BLAST at NCBI

When running a BLAST search at the NCBI, the Workbench sends the sequences you select to the NCBI's BLAST servers. When the results are ready, they will be automatically downloaded and displayed in the Workbench. When you enter a large number of sequences for searching with BLAST, the Workbench automatically splits the sequences up into smaller subsets and sends one subset at the time to NCBI. This is to avoid exceeding any internal limits the NCBI places on the number of sequences that can be submitted to them for BLAST searching. The size of the subset created in the CLC software depends both on the number and size of the sequences.

To start a BLAST job to search your sequences against databases held at the NCBI, go to:

        Toolbox | BLAST (Image blastsearch)| BLAST at NCBI (Image blast_ncbi)

Alternatively, use the keyboard shortcut: Ctrl+Shift+B for Windows and Image command_key_web +Shift+B on Mac OS.

(Stored records)
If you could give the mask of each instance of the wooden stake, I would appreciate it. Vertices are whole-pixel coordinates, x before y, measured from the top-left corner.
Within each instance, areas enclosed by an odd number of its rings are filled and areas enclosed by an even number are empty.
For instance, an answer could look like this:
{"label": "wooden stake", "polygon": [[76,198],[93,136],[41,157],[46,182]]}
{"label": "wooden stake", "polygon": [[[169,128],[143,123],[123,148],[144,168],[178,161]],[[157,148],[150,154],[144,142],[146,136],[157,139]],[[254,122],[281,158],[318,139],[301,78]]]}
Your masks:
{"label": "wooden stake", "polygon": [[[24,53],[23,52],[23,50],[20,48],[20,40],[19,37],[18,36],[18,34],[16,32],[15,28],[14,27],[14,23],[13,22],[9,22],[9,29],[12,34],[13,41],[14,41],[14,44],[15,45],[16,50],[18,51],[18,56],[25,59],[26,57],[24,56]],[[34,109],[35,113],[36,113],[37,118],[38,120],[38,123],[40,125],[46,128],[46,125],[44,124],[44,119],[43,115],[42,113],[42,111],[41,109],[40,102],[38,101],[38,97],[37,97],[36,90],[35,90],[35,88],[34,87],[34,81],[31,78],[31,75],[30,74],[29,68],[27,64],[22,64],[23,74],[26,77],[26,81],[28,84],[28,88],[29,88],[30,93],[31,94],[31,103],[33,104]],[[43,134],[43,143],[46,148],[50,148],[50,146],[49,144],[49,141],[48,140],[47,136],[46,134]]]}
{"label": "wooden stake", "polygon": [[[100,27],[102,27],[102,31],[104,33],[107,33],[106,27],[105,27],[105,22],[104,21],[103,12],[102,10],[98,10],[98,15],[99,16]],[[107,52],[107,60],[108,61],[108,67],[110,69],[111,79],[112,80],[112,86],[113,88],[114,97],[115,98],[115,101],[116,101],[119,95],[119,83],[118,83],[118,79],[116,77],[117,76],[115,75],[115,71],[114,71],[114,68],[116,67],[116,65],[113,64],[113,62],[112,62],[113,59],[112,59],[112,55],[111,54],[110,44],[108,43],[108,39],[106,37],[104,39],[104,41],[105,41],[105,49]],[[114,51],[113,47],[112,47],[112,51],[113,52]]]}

---

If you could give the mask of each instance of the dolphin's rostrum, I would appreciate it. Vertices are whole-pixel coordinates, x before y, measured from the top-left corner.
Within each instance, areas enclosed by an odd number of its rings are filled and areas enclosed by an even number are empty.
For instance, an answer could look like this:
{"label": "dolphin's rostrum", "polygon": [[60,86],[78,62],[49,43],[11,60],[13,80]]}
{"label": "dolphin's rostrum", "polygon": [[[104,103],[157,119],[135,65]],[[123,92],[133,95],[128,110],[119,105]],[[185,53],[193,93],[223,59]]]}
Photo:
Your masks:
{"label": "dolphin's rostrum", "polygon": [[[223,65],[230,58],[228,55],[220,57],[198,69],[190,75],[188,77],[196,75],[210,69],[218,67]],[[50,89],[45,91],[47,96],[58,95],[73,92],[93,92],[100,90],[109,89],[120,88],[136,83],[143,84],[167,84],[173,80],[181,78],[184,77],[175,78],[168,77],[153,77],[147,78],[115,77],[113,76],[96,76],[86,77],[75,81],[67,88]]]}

* * *

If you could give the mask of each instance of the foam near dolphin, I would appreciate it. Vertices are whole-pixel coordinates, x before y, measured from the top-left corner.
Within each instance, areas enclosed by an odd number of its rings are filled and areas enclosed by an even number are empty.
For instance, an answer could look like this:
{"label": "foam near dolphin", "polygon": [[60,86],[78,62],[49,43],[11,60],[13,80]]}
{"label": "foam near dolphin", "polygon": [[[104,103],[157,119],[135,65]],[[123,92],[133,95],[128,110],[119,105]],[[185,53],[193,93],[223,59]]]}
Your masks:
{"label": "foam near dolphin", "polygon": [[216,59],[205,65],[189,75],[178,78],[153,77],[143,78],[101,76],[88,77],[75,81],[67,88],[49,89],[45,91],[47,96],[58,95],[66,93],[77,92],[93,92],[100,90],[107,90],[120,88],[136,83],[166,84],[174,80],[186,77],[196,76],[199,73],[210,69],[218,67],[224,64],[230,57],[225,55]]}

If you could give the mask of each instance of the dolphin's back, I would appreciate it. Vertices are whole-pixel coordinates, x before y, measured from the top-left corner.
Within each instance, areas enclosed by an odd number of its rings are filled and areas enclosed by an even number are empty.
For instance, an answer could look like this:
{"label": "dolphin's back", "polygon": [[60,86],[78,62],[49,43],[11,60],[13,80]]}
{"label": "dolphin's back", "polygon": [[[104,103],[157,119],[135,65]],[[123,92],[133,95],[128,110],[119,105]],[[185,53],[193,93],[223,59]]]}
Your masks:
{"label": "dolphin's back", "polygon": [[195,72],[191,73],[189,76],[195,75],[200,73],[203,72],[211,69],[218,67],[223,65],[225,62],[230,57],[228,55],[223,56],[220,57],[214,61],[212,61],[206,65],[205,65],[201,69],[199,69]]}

Work to complete: Reproduce the BLAST at NCBI passage verbatim between "To start a BLAST" and "command_key_web +Shift+B on Mac OS.", inclusive. This stored material was drawn from a separate source.

Written response:
To start a BLAST job to search your sequences against databases held at the NCBI, go to:

        Toolbox | BLAST (Image blastsearch)| BLAST at NCBI (Image blast_ncbi)

Alternatively, use the keyboard shortcut: Ctrl+Shift+B for Windows and Image command_key_web +Shift+B on Mac OS.